What you are asked to do:
Please extract the lines of the material starting at the line that contains "One point lands on every instance of the trouser" and ending at the line that contains "pixel 271 405", with both of those lines included. Reproduce them without any change.

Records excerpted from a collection

★ ★ ★

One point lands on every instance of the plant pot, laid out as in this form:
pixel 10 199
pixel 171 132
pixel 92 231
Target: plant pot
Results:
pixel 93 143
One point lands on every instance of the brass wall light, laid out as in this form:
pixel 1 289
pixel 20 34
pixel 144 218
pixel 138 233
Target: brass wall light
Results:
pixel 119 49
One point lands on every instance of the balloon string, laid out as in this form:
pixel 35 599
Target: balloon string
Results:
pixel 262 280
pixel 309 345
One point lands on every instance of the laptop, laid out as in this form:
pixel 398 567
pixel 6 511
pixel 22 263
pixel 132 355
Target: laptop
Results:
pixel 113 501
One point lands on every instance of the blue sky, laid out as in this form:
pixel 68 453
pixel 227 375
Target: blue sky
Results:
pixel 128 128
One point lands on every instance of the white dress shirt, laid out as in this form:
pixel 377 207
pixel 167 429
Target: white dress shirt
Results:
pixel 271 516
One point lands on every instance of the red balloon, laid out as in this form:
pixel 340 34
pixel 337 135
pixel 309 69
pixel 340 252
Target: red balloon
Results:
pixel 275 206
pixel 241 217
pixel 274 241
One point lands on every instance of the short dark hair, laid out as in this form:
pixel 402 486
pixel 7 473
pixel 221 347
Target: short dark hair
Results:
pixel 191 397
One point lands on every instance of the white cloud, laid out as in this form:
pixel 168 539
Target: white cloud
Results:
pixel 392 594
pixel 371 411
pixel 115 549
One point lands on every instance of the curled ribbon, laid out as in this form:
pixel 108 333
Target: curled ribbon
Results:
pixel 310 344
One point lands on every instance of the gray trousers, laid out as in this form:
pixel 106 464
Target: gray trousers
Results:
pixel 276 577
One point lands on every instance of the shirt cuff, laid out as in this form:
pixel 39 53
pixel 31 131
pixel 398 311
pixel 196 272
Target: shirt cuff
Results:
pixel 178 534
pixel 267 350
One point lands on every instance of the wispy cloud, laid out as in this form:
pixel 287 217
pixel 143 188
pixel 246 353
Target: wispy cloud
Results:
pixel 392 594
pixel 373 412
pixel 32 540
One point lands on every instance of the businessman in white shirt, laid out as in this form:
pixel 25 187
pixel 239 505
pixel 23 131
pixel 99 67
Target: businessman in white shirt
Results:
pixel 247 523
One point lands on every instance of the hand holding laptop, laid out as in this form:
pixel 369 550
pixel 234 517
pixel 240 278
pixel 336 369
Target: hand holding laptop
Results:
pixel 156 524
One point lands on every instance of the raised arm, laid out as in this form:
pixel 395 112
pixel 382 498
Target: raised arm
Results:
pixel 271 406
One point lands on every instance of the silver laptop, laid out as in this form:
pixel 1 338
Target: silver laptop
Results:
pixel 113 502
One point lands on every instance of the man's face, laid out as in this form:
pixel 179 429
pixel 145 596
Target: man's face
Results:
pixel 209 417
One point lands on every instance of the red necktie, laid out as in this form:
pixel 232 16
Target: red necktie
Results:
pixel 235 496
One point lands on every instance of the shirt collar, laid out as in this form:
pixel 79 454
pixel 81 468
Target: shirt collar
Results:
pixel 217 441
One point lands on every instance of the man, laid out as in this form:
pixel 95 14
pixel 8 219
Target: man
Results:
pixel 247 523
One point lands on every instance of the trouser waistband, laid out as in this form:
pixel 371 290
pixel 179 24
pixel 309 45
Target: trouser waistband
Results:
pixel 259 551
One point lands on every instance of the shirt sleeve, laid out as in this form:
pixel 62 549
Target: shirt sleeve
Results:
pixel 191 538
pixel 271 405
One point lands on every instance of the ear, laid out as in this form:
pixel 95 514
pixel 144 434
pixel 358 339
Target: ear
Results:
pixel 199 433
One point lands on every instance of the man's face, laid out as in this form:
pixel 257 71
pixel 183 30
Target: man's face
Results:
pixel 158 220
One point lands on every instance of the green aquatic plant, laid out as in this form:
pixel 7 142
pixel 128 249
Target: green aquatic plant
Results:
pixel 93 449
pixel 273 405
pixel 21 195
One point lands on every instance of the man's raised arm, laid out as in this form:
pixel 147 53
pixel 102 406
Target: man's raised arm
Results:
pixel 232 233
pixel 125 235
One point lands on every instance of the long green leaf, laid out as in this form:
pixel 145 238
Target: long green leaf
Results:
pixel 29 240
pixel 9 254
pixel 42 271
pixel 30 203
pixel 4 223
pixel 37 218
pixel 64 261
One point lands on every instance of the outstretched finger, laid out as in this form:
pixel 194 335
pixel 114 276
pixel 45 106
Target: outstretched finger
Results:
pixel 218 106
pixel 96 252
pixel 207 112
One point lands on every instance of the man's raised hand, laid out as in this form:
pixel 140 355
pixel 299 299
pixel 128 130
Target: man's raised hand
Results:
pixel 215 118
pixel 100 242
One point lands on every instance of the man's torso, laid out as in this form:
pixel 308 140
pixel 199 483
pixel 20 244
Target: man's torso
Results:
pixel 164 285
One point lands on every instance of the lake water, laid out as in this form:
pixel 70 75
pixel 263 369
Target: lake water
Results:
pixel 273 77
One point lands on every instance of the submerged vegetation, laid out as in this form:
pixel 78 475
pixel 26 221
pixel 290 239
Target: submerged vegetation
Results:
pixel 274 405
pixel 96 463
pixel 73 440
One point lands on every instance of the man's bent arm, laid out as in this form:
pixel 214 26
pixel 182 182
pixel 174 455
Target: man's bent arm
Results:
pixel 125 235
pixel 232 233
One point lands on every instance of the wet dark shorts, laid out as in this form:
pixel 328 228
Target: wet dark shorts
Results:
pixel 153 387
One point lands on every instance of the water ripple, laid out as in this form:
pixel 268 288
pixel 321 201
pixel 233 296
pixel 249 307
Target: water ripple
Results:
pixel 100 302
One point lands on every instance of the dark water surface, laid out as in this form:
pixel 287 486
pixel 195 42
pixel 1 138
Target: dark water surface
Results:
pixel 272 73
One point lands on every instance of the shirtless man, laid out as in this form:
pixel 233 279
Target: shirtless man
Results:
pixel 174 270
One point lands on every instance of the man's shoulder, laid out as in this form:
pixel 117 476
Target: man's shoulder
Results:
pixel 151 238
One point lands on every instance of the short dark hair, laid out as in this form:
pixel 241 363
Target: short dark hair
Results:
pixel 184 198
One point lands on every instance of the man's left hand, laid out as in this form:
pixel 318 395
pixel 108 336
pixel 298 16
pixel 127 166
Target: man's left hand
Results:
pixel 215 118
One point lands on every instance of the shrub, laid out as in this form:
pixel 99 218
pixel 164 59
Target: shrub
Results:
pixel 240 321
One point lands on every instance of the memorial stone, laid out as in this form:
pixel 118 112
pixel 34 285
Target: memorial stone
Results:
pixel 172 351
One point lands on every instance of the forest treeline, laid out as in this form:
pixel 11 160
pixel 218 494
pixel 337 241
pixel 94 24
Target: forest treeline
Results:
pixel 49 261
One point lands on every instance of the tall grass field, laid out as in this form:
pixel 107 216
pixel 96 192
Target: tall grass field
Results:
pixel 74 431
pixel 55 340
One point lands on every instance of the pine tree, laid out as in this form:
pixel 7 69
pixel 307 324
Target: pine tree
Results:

★ ★ ★

The result:
One point lands on every instance of the trouser waistband, laid out as in this form:
pixel 371 290
pixel 179 24
pixel 309 45
Target: trouser waistband
Results:
pixel 259 551
One point lands on every instance of the shirt sleeve, laid out as in this form:
pixel 62 549
Target: shirt sleeve
Results:
pixel 191 538
pixel 271 405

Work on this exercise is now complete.